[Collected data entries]
-=-=-=-=-

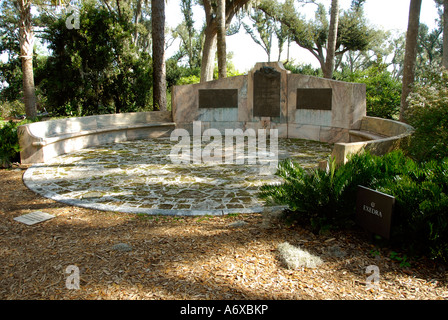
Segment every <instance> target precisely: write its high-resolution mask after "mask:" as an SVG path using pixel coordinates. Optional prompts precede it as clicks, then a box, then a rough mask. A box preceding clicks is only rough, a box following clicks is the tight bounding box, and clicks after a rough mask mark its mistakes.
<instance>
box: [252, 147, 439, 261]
mask: <svg viewBox="0 0 448 320" xmlns="http://www.w3.org/2000/svg"><path fill="white" fill-rule="evenodd" d="M277 175H279V176H280V177H281V178H283V180H284V181H283V183H281V184H277V185H264V186H262V187H261V188H260V197H261V198H263V199H265V200H266V201H267V203H270V204H279V205H286V206H288V208H289V212H288V218H289V219H294V220H296V221H299V222H302V223H303V222H305V223H307V224H308V225H309V226H311V227H312V228H313V230H314V231H321V230H326V229H328V228H346V227H350V226H354V221H355V214H356V193H357V189H358V186H359V185H363V186H365V187H368V188H371V189H376V190H378V191H381V192H384V193H387V194H390V195H392V196H394V197H395V198H396V207H395V213H394V220H393V227H392V230H391V234H392V235H391V242H390V244H391V245H395V246H399V247H400V248H403V249H406V250H408V251H409V252H410V253H412V254H424V255H427V256H429V257H431V258H440V259H442V260H445V261H448V196H447V195H448V159H447V160H444V161H431V162H427V163H418V162H415V161H414V160H412V159H411V158H409V157H407V156H405V154H404V153H403V152H402V151H394V152H391V153H389V154H387V155H385V156H381V157H378V156H373V155H371V154H369V153H367V152H366V153H362V154H357V155H353V156H352V157H351V158H350V159H349V161H348V162H347V163H346V164H345V165H342V166H339V167H337V168H336V167H335V165H334V163H332V164H331V165H330V169H329V170H322V169H315V170H305V169H303V168H301V167H300V166H299V165H298V164H296V163H294V162H292V161H291V160H284V161H283V162H281V163H280V164H279V169H278V172H277Z"/></svg>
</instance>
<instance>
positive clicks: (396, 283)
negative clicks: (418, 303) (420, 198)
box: [0, 168, 448, 300]
mask: <svg viewBox="0 0 448 320" xmlns="http://www.w3.org/2000/svg"><path fill="white" fill-rule="evenodd" d="M24 169H25V168H15V169H10V170H0V194H1V197H0V261H1V263H0V299H2V300H9V299H14V300H29V299H33V300H35V299H43V300H52V299H55V300H70V299H87V300H94V299H106V300H124V299H149V300H168V299H175V300H177V299H182V300H183V299H201V300H205V299H210V300H218V299H219V300H229V299H251V300H258V299H269V300H276V299H281V300H290V299H293V300H302V299H308V300H317V299H319V300H321V299H335V300H345V299H350V300H353V299H355V300H358V299H386V300H389V299H394V300H395V299H401V300H408V299H415V300H423V299H425V300H436V299H447V298H448V286H447V284H448V281H447V280H448V272H447V271H446V269H445V266H443V265H440V264H438V263H435V262H433V261H431V260H428V259H424V258H423V259H420V260H410V261H409V262H410V264H411V265H410V267H403V266H400V265H399V262H398V261H396V260H395V259H391V258H389V257H390V249H388V248H378V247H374V246H373V245H372V244H371V243H370V241H369V239H368V238H367V237H366V236H365V235H364V234H363V233H361V232H359V233H357V232H330V233H326V234H323V235H314V234H312V233H311V232H309V231H307V230H305V229H302V228H300V227H287V226H285V225H282V224H276V225H273V226H272V227H271V228H265V227H263V225H262V219H263V218H262V216H261V215H259V214H251V215H244V214H241V215H232V216H224V217H211V216H205V217H160V216H159V217H153V216H140V215H133V214H123V213H113V212H101V211H95V210H90V209H83V208H77V207H71V206H67V205H64V204H62V203H58V202H54V201H52V200H49V199H45V198H42V197H40V196H38V195H36V194H35V193H33V192H32V191H30V190H28V189H27V188H26V186H25V185H24V184H23V182H22V175H23V172H24ZM33 211H44V212H47V213H49V214H52V215H55V216H56V218H54V219H51V220H48V221H45V222H42V223H39V224H36V225H33V226H28V225H25V224H22V223H19V222H17V221H15V220H13V218H14V217H17V216H20V215H23V214H26V213H30V212H33ZM239 220H243V221H245V222H247V224H244V225H242V226H239V227H231V226H229V224H230V223H232V222H235V221H239ZM283 242H289V243H290V244H293V245H295V246H300V248H302V249H306V250H307V251H309V252H310V253H313V254H315V255H319V256H320V257H321V258H322V259H323V260H324V263H323V264H322V265H320V266H319V267H318V268H312V269H311V268H301V269H298V270H290V269H288V268H286V267H285V265H283V264H282V262H281V260H280V259H279V256H278V250H277V246H278V245H279V244H280V243H283ZM120 243H124V244H126V245H127V247H126V246H125V247H126V248H129V250H117V249H116V247H114V246H116V245H117V244H120ZM332 252H337V253H338V254H332ZM370 265H376V266H378V270H379V282H378V283H377V287H376V288H374V289H368V287H367V284H368V283H370V284H371V282H370V281H369V280H368V276H369V274H366V268H367V267H368V266H370ZM70 266H75V267H76V268H77V269H78V270H79V272H80V282H79V289H69V288H68V286H67V279H68V278H69V276H70V274H71V273H70V272H66V271H67V270H70V269H67V268H69V267H70ZM368 281H369V282H368Z"/></svg>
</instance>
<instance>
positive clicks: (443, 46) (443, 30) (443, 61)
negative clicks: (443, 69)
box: [442, 0, 448, 69]
mask: <svg viewBox="0 0 448 320" xmlns="http://www.w3.org/2000/svg"><path fill="white" fill-rule="evenodd" d="M442 66H444V67H445V68H446V69H448V0H444V1H443V58H442Z"/></svg>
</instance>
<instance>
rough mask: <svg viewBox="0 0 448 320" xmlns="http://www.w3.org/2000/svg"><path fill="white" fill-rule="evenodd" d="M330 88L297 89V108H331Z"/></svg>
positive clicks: (330, 91) (332, 97)
mask: <svg viewBox="0 0 448 320" xmlns="http://www.w3.org/2000/svg"><path fill="white" fill-rule="evenodd" d="M332 98H333V91H332V89H331V88H306V89H297V109H311V110H331V100H332Z"/></svg>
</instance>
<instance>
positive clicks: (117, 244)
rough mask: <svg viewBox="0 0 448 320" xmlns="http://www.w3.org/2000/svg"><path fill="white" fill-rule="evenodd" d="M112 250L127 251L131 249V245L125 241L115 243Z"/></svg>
mask: <svg viewBox="0 0 448 320" xmlns="http://www.w3.org/2000/svg"><path fill="white" fill-rule="evenodd" d="M112 249H113V250H116V251H121V252H128V251H132V246H131V245H130V244H127V243H117V244H116V245H114V246H113V247H112Z"/></svg>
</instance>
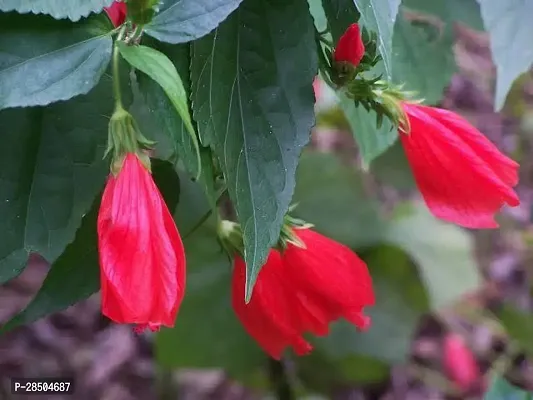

-=-=-=-=-

**Problem to solve**
Transcribe each entry precisely as given, leaving the pictures out.

**Reply to the task**
Segment every <instance> target precisely: write its high-resolution mask after "mask:" as an SVG path using pixel coordinates. Optional prompts precede it as clicks, then a box, then a rough mask. A box preceding clicks is only rough, a box following clicks is the tight bounding box, and clicks after a rough mask mark its mistakes.
<instance>
box: [252, 147, 439, 261]
mask: <svg viewBox="0 0 448 320" xmlns="http://www.w3.org/2000/svg"><path fill="white" fill-rule="evenodd" d="M277 175H279V176H280V177H281V178H283V180H284V181H283V183H281V184H277V185H264V186H262V187H261V188H260V197H261V198H263V199H265V200H266V201H267V203H270V204H279V205H286V206H288V208H289V212H288V218H289V219H294V220H296V221H299V222H302V223H303V222H305V223H307V224H308V225H309V226H311V227H312V228H313V230H314V231H321V230H326V229H328V228H346V227H350V226H354V221H355V214H356V193H357V189H358V186H359V185H363V186H365V187H368V188H371V189H376V190H378V191H381V192H384V193H387V194H390V195H392V196H394V197H395V198H396V207H395V213H394V220H393V227H392V230H391V234H392V235H391V242H390V244H391V245H395V246H399V247H400V248H403V249H406V250H408V251H409V252H410V253H412V254H424V255H427V256H429V257H431V258H440V259H442V260H445V261H448V196H447V195H448V159H447V160H444V161H431V162H427V163H418V162H415V161H414V160H412V159H411V158H409V157H407V156H405V154H404V153H403V152H402V151H394V152H391V153H389V154H387V155H385V156H381V157H378V156H373V155H371V154H369V153H367V152H366V153H362V154H357V155H353V156H352V157H351V158H350V159H349V161H348V162H347V163H346V164H345V165H342V166H339V167H337V168H336V167H335V165H334V163H332V164H331V165H330V169H329V170H322V169H315V170H305V169H303V168H301V167H300V166H299V165H298V164H296V163H294V162H292V161H291V160H284V161H283V162H281V163H280V164H279V169H278V172H277Z"/></svg>
</instance>
<instance>
positive clicks: (396, 283)
negative clicks: (418, 303) (420, 198)
box: [0, 168, 448, 300]
mask: <svg viewBox="0 0 448 320" xmlns="http://www.w3.org/2000/svg"><path fill="white" fill-rule="evenodd" d="M24 169H25V168H15V169H10V170H0V194H1V197H0V261H1V263H0V299H2V300H9V299H14V300H29V299H33V300H35V299H43V300H52V299H55V300H70V299H87V300H94V299H106V300H124V299H149V300H168V299H175V300H177V299H182V300H183V299H201V300H205V299H210V300H218V299H219V300H229V299H251V300H258V299H269V300H276V299H281V300H290V299H293V300H302V299H308V300H317V299H319V300H321V299H335V300H345V299H350V300H353V299H355V300H358V299H386V300H389V299H394V300H395V299H401V300H408V299H415V300H423V299H425V300H436V299H447V298H448V286H447V284H448V281H447V280H448V272H447V271H446V269H445V266H443V265H440V264H438V263H435V262H433V261H431V260H428V259H424V258H423V259H420V260H410V261H409V262H410V264H411V265H410V267H403V266H400V265H399V262H398V261H396V260H395V259H391V258H389V257H390V249H388V248H378V247H374V246H373V245H372V244H371V243H370V241H369V239H368V238H367V237H366V236H365V235H364V234H363V233H361V232H359V233H357V232H330V233H326V234H323V235H314V234H312V233H311V232H309V231H307V230H305V229H302V228H300V227H287V226H285V225H282V224H276V225H273V226H272V227H271V228H265V227H263V225H262V219H263V218H262V216H261V215H259V214H251V215H244V214H241V215H232V216H224V217H211V216H205V217H160V216H159V217H153V216H140V215H133V214H123V213H113V212H101V211H95V210H90V209H83V208H77V207H71V206H67V205H64V204H62V203H58V202H54V201H52V200H49V199H45V198H42V197H40V196H38V195H36V194H35V193H33V192H32V191H30V190H28V189H27V188H26V186H25V185H24V184H23V182H22V175H23V172H24ZM33 211H44V212H47V213H49V214H52V215H55V216H56V218H54V219H51V220H48V221H45V222H42V223H39V224H36V225H33V226H28V225H25V224H22V223H19V222H17V221H15V220H13V218H14V217H17V216H20V215H23V214H26V213H30V212H33ZM239 220H243V221H245V222H247V224H244V225H242V226H239V227H231V226H229V224H230V223H232V222H235V221H239ZM283 242H289V243H290V244H293V245H295V246H300V248H302V249H306V250H307V251H309V252H310V253H313V254H315V255H319V256H320V257H321V258H322V259H323V260H324V263H323V264H322V265H320V266H319V267H318V268H312V269H311V268H301V269H298V270H290V269H288V268H286V267H285V265H283V264H282V262H281V260H280V259H279V256H278V250H277V246H278V245H279V244H280V243H283ZM120 243H124V244H126V245H127V247H126V246H125V247H126V248H129V250H117V249H116V247H114V246H116V245H117V244H120ZM332 252H337V253H338V254H332ZM370 265H376V266H378V270H379V282H378V283H377V287H376V288H374V289H368V287H367V284H368V283H370V284H371V282H370V281H369V280H368V276H369V274H366V268H367V267H368V266H370ZM70 266H75V267H76V268H77V269H78V270H79V272H80V282H79V289H69V288H68V286H67V279H68V278H69V276H70V274H71V273H70V272H66V271H67V270H70V269H67V268H69V267H70ZM368 281H369V282H368Z"/></svg>
</instance>
<instance>
positive clicks: (443, 46) (443, 30) (443, 61)
negative clicks: (443, 69)
box: [442, 0, 448, 69]
mask: <svg viewBox="0 0 448 320" xmlns="http://www.w3.org/2000/svg"><path fill="white" fill-rule="evenodd" d="M442 66H444V67H445V68H446V69H448V0H444V1H443V58H442Z"/></svg>
</instance>
<instance>
rough mask: <svg viewBox="0 0 448 320" xmlns="http://www.w3.org/2000/svg"><path fill="white" fill-rule="evenodd" d="M330 88L297 89V108H331Z"/></svg>
positive clicks: (330, 91) (332, 97)
mask: <svg viewBox="0 0 448 320" xmlns="http://www.w3.org/2000/svg"><path fill="white" fill-rule="evenodd" d="M332 98H333V91H332V89H331V88H306V89H297V109H311V110H331V100H332Z"/></svg>
</instance>
<instance>
positive clicks: (117, 244)
rough mask: <svg viewBox="0 0 448 320" xmlns="http://www.w3.org/2000/svg"><path fill="white" fill-rule="evenodd" d="M112 250L127 251L131 249V245L125 241L115 243Z"/></svg>
mask: <svg viewBox="0 0 448 320" xmlns="http://www.w3.org/2000/svg"><path fill="white" fill-rule="evenodd" d="M112 249H113V250H116V251H121V252H128V251H132V246H131V245H130V244H127V243H117V244H116V245H114V246H113V247H112Z"/></svg>
</instance>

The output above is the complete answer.